▸ Excerpted passage
In 2004, I was looking for historical references for convergence, an idea that grew out of my research on Data Logistics. Data Logistics refers to the use of shared storage and processing infrastructure to augment the implementation of networking applications. Typical examples of Data Logistics are data caching and replication, some forms of multicast, as well as data synthesis. Convergence as a point of view holds that storage, networking, and computation are not inherently distinct technological categories, but are specializations of a common set of hardware and architectural tools (see Figure 1).

I was surprised and pleased to find a reference to convergence in a 1982 paper authored by Daniel Hllis, the architect of the Connection Machine supercomputer and founder of Thinking Machines when he was an MIT graduate student. The paper, “Why Computer Science Is No Good,” is also a chapter of his dissertation and provides an explanation of the Connection Machine SIMD (single instruction, multiple data) architecture.
Hillis’ provocative title is a reference to the way that certain simplifying assumptions that underpin the formal models on which Computer Science is based stood in the way of obtaining the greatest possible performance from available hardware resources. In particular, Hillis took issue with some aspects of the foundational work of Claude Shannon (who was on his doctoral committee) on the equivalence of digital circuits and Boolean logic (see Figure 1).

Shannon identified the value carried on a wire with a Boolean variable. In his analysis, Hillis pointed out that a Boolean variable can have an unbounded number of uses within a Boolean expression, whereas a wire has limitations due to attenuation caused by transmission over long wires and branching to drive multiple computational gates or storage cells. Ignoring these effects leads to the development of intricate control and data paths that must then be augmented with amplifiers, leading to a slower clock rate. Hillis’ original Connection Machine architecture used a two-dimensional Processor Array to optimize for the effects of distance and branching, requiring connectivity to be more local (later replaced by Fat Tree).

▸ Dataset content

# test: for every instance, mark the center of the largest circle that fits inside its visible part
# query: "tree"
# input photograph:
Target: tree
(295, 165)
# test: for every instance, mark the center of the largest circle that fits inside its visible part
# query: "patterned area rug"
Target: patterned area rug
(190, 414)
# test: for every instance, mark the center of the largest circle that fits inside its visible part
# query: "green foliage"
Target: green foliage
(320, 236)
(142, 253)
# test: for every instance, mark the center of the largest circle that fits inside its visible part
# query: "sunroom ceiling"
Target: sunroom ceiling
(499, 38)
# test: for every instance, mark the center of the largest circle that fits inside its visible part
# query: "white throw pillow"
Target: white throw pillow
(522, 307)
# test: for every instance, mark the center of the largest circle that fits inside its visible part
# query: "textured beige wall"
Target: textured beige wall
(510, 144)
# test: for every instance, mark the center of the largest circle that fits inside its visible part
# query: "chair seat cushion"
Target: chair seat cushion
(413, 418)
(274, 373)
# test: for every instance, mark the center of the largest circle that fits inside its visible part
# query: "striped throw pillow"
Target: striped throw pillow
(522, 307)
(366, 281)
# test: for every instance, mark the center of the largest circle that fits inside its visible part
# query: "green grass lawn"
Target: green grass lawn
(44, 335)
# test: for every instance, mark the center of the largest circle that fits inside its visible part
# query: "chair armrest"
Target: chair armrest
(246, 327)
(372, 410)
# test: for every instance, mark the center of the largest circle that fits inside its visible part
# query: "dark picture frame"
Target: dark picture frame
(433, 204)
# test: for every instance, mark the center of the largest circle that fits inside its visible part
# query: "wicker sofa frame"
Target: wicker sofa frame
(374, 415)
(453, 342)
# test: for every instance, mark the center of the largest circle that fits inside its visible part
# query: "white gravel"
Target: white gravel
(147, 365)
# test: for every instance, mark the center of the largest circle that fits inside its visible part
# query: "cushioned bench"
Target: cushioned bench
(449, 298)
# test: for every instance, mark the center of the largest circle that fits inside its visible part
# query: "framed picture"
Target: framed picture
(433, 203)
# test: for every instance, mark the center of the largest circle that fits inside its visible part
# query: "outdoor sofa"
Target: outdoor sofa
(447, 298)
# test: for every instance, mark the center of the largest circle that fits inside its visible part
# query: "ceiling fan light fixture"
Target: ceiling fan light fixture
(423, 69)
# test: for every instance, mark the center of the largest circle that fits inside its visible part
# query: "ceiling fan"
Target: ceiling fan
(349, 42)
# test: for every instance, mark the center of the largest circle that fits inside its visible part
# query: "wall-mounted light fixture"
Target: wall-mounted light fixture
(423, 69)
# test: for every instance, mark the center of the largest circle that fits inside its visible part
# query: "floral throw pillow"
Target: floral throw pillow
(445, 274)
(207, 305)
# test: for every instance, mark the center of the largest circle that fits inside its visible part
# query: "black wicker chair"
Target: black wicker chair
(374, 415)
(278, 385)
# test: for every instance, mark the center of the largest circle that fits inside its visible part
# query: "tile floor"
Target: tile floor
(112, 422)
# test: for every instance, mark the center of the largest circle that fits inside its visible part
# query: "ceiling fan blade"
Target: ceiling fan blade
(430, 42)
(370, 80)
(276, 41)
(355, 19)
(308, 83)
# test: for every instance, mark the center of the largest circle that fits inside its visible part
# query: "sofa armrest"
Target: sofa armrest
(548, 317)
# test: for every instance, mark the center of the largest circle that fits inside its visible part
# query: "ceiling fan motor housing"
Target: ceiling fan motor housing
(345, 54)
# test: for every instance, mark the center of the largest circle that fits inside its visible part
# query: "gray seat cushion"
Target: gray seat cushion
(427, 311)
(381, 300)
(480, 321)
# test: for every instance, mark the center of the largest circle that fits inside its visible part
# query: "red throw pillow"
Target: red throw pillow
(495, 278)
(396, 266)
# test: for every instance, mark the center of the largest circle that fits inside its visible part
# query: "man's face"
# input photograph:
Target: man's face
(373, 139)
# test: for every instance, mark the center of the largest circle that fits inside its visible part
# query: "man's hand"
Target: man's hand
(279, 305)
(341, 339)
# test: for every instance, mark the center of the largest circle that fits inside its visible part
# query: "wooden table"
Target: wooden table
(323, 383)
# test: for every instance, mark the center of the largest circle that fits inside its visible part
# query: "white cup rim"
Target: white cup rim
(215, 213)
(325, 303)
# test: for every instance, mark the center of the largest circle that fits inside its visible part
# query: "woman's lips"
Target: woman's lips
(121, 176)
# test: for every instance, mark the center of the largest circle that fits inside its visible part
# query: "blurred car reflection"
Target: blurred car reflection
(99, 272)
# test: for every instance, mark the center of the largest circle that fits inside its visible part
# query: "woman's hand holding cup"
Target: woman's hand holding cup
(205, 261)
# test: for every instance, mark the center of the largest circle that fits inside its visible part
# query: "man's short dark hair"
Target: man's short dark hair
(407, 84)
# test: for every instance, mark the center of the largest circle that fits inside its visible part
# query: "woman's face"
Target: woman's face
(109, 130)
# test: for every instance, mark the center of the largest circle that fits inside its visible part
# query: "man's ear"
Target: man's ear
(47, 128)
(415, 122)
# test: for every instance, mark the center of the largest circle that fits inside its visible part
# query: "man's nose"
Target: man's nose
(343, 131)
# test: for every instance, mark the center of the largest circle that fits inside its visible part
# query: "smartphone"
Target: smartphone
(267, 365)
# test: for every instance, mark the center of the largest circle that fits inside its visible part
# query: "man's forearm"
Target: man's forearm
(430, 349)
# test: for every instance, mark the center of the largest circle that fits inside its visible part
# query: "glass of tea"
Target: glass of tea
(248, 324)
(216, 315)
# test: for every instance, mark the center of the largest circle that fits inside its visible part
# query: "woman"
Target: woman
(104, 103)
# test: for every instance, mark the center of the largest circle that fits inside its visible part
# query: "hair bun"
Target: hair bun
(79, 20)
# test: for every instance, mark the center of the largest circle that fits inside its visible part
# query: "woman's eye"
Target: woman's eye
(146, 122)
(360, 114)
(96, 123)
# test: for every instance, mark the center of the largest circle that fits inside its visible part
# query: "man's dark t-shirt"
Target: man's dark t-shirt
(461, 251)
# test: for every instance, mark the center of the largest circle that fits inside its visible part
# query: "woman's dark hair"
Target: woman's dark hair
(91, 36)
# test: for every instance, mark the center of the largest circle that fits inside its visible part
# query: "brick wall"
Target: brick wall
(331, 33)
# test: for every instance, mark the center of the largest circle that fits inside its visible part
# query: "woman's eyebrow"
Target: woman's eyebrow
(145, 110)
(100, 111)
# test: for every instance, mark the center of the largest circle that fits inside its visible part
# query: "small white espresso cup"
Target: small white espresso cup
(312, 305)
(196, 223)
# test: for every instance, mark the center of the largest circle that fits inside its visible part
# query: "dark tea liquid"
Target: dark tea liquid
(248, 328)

▸ Task statement
Rewrite the convergence passage between "Shannon identified the" and "by Fat Tree).", inclusive, changing "clock rate" to "clock speed".

▸ Answer
Shannon identified the value carried on a wire with a Boolean variable. In his analysis, Hillis pointed out that a Boolean variable can have an unbounded number of uses within a Boolean expression, whereas a wire has limitations due to attenuation caused by transmission over long wires and branching to drive multiple computational gates or storage cells. Ignoring these effects leads to the development of intricate control and data paths that must then be augmented with amplifiers, leading to a slower clock speed. Hillis’ original Connection Machine architecture used a two-dimensional Processor Array to optimize for the effects of distance and branching, requiring connectivity to be more local (later replaced by Fat Tree).